DATASET
────────

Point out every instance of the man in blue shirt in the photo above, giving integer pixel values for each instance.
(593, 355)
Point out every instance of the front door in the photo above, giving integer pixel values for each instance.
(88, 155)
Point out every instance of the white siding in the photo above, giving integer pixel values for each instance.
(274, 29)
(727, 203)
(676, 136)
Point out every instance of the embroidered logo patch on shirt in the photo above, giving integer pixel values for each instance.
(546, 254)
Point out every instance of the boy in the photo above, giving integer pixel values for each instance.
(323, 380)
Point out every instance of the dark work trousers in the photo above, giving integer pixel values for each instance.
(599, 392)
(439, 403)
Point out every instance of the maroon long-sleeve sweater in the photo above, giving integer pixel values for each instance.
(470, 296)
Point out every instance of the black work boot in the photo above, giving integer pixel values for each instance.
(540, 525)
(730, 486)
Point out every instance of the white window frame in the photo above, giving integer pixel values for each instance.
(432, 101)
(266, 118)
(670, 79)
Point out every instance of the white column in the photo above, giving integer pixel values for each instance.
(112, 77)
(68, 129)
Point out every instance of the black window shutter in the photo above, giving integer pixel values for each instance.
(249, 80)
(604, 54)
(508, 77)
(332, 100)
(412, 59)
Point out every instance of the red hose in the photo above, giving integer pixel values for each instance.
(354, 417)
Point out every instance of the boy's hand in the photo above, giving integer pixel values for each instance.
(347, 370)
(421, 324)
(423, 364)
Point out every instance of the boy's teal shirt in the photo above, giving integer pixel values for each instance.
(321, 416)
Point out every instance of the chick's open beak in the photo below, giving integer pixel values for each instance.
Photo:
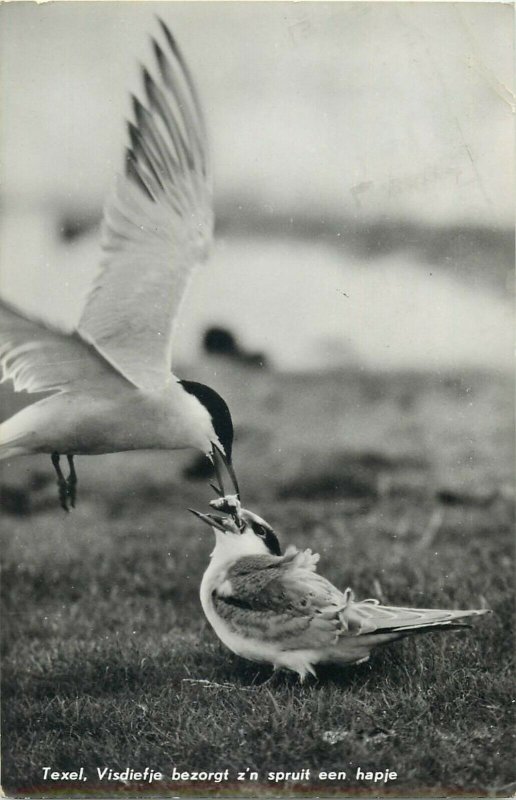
(212, 520)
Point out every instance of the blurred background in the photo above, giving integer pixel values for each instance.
(363, 157)
(357, 317)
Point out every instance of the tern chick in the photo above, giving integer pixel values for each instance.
(274, 608)
(110, 381)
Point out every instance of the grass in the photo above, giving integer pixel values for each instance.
(401, 483)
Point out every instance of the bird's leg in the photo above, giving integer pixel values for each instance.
(71, 482)
(63, 489)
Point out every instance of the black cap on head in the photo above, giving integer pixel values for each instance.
(218, 411)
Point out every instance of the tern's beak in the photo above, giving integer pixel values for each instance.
(212, 520)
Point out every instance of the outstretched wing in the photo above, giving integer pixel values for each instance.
(157, 226)
(38, 358)
(281, 600)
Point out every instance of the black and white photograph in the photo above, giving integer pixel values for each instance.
(256, 406)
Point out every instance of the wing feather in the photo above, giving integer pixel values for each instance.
(38, 358)
(157, 225)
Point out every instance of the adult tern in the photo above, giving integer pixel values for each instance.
(112, 388)
(274, 608)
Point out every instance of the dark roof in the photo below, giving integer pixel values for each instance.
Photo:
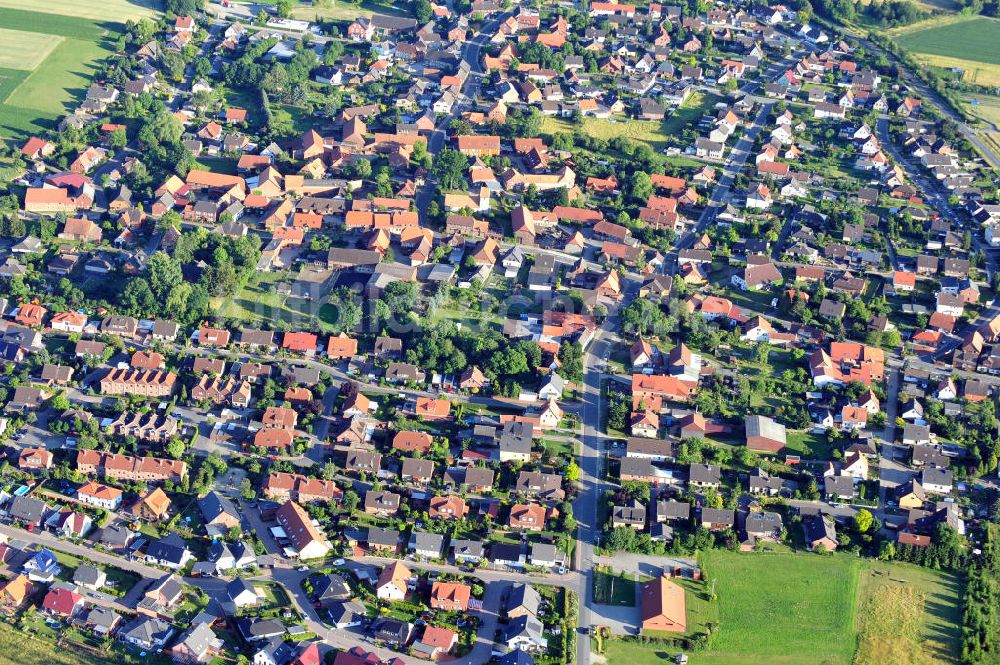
(169, 548)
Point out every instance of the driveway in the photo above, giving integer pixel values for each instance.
(619, 619)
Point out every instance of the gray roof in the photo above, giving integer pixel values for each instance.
(516, 437)
(705, 473)
(937, 476)
(817, 527)
(763, 522)
(87, 575)
(424, 541)
(718, 516)
(379, 536)
(523, 596)
(27, 509)
(668, 510)
(200, 638)
(466, 547)
(213, 504)
(147, 630)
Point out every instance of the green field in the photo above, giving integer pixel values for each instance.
(964, 42)
(106, 10)
(782, 608)
(613, 589)
(17, 648)
(986, 107)
(975, 39)
(907, 615)
(48, 58)
(25, 50)
(803, 609)
(809, 445)
(656, 134)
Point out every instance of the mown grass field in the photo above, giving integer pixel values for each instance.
(804, 609)
(964, 42)
(656, 133)
(117, 11)
(341, 10)
(986, 107)
(782, 608)
(647, 131)
(614, 589)
(25, 50)
(907, 615)
(17, 648)
(48, 57)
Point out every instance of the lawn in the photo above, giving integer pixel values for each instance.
(966, 42)
(781, 608)
(801, 609)
(809, 445)
(700, 613)
(908, 615)
(656, 133)
(690, 112)
(348, 11)
(18, 648)
(612, 588)
(648, 131)
(62, 52)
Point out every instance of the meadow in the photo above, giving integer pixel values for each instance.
(50, 54)
(782, 608)
(964, 42)
(117, 11)
(656, 133)
(907, 615)
(806, 609)
(986, 107)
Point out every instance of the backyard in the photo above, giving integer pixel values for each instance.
(612, 588)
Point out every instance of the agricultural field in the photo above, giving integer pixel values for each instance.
(343, 10)
(647, 131)
(48, 56)
(986, 107)
(657, 134)
(964, 42)
(117, 11)
(772, 610)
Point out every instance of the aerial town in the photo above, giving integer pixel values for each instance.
(500, 332)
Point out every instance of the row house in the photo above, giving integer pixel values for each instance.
(126, 467)
(144, 426)
(146, 383)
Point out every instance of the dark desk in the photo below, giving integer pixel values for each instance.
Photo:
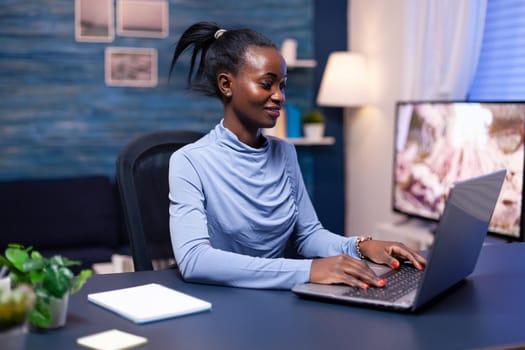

────────

EXERCISE TASK
Give the rows from the line containing "Point out every instance of the dark desk" through the last row as a JSON list of strings, one string per line, with blank lines and pictures left out.

SOLUTION FOR THIS TASK
[
  "Point out every instance of the dark desk in the photo below, giving integer pixel values for each instance.",
  "Photo:"
]